### [Prompt]
In the records below, find the line that contains "3L296 39L300 48L310" and the line that contains "positive clicks: (574, 187)", then retype exactly those two lines and every line between them.

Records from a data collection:
□ □ □ □ □ □ □

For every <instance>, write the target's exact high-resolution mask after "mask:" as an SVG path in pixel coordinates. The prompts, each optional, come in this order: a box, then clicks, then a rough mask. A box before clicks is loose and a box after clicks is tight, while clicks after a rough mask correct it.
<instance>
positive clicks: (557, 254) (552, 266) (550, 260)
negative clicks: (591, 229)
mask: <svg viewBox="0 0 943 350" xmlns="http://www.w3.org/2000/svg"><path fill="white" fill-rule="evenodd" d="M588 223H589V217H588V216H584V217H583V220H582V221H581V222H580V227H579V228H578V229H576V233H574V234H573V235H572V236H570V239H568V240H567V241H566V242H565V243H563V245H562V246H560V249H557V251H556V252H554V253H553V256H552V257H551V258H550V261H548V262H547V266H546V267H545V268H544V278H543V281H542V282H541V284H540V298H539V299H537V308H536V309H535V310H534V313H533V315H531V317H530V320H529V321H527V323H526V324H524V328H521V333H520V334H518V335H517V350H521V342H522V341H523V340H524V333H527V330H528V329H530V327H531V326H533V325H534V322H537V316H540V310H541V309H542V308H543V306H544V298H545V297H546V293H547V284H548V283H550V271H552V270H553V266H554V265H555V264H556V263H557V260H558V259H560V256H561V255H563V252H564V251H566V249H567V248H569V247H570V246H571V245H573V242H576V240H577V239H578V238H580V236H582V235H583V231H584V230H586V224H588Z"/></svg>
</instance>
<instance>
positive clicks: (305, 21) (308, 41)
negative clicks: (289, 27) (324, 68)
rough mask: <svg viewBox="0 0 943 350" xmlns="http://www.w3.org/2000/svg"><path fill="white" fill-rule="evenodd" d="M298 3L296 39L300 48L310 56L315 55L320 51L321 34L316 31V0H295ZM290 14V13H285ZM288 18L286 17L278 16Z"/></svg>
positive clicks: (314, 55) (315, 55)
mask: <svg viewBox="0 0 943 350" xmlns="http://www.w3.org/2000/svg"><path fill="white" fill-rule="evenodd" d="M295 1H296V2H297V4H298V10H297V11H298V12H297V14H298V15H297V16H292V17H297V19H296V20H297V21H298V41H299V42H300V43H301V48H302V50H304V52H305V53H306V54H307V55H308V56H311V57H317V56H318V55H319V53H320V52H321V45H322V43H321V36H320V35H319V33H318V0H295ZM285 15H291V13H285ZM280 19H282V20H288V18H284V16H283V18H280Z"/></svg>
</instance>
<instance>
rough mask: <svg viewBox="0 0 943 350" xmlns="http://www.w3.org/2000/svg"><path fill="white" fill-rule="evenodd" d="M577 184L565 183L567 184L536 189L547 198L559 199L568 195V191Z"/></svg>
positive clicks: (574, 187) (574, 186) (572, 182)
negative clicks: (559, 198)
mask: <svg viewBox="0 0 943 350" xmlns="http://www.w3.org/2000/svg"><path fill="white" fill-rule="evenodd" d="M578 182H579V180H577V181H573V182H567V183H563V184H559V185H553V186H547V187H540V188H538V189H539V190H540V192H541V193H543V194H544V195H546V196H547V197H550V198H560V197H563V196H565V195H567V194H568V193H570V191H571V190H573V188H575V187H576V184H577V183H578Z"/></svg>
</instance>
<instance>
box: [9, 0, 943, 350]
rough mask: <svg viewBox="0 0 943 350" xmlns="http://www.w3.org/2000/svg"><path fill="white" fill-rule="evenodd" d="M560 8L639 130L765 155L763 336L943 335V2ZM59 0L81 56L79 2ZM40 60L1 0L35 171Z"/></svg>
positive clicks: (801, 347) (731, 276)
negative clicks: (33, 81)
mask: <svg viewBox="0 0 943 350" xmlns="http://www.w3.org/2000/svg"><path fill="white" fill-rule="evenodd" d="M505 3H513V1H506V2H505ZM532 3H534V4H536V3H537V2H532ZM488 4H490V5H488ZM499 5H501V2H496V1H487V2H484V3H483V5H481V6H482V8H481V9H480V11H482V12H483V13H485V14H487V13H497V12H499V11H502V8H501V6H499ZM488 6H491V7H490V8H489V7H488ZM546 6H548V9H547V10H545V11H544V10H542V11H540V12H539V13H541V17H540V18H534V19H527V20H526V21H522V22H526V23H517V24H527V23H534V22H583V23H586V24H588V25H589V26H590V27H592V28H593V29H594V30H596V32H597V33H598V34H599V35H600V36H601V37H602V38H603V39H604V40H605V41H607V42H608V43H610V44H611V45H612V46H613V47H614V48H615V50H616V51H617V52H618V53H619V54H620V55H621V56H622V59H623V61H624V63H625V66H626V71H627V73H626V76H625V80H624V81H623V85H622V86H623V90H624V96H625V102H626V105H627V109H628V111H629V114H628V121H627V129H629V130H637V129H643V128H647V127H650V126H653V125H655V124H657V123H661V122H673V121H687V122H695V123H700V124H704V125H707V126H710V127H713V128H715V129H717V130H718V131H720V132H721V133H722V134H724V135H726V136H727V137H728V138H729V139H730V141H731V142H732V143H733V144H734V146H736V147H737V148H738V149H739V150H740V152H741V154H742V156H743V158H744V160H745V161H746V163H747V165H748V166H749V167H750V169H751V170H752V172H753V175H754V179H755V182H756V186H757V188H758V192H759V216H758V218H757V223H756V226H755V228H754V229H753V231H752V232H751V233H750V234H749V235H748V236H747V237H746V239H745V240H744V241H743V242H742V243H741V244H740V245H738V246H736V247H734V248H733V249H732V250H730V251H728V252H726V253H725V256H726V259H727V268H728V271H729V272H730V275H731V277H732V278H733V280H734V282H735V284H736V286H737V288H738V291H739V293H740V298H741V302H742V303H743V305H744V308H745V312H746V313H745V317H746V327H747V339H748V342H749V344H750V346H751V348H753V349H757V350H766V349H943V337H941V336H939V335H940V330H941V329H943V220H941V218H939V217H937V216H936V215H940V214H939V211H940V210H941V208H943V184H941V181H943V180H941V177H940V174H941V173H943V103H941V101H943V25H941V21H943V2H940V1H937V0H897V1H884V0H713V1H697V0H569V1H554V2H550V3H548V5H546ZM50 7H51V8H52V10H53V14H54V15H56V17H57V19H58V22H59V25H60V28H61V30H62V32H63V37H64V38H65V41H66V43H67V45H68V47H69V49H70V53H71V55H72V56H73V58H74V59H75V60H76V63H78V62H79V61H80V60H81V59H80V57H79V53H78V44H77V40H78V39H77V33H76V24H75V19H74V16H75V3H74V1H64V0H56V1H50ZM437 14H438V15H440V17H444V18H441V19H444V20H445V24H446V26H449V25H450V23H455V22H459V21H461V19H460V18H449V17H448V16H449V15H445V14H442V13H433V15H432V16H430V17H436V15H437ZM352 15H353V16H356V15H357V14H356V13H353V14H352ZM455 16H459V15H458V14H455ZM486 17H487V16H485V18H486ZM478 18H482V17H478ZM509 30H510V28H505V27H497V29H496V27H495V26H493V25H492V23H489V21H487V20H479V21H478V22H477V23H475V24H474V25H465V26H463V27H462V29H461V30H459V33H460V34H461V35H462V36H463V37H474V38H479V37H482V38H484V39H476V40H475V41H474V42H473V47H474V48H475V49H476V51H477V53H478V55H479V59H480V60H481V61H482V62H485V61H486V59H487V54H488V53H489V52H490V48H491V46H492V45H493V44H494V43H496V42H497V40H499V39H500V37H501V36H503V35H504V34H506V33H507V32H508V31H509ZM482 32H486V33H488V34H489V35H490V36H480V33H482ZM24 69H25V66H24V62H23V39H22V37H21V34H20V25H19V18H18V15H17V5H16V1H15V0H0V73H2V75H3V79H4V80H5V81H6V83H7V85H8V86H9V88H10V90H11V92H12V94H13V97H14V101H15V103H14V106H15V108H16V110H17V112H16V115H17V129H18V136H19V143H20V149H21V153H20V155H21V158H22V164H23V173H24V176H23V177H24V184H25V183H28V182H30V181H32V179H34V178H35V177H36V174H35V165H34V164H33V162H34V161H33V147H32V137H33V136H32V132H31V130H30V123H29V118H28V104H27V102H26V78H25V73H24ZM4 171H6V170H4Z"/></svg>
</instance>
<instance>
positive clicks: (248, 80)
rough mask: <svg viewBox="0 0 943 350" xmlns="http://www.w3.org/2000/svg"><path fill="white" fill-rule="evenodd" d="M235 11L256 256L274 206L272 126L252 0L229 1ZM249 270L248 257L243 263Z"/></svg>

□ □ □ □ □ □ □

### [The completed task]
rough mask: <svg viewBox="0 0 943 350" xmlns="http://www.w3.org/2000/svg"><path fill="white" fill-rule="evenodd" d="M298 3L296 39L300 48L310 56L315 55L320 51L321 34L316 31V0H295ZM290 14V13H285ZM288 18L286 17L278 16Z"/></svg>
positive clicks: (314, 55) (315, 55)
mask: <svg viewBox="0 0 943 350" xmlns="http://www.w3.org/2000/svg"><path fill="white" fill-rule="evenodd" d="M295 1H296V2H297V4H298V10H297V11H298V12H297V14H298V15H297V16H292V17H297V19H296V20H297V21H298V41H299V42H300V43H301V48H302V50H304V52H305V53H306V54H307V55H308V56H311V57H317V56H318V55H319V53H320V52H321V45H322V43H321V36H320V35H319V33H318V0H295ZM285 15H291V13H285ZM280 19H282V20H288V18H284V16H283V18H280Z"/></svg>
</instance>
<instance>
rough mask: <svg viewBox="0 0 943 350" xmlns="http://www.w3.org/2000/svg"><path fill="white" fill-rule="evenodd" d="M577 184L565 183L567 184L536 189L547 198L559 199L568 195V191Z"/></svg>
positive clicks: (574, 187) (574, 186) (572, 182)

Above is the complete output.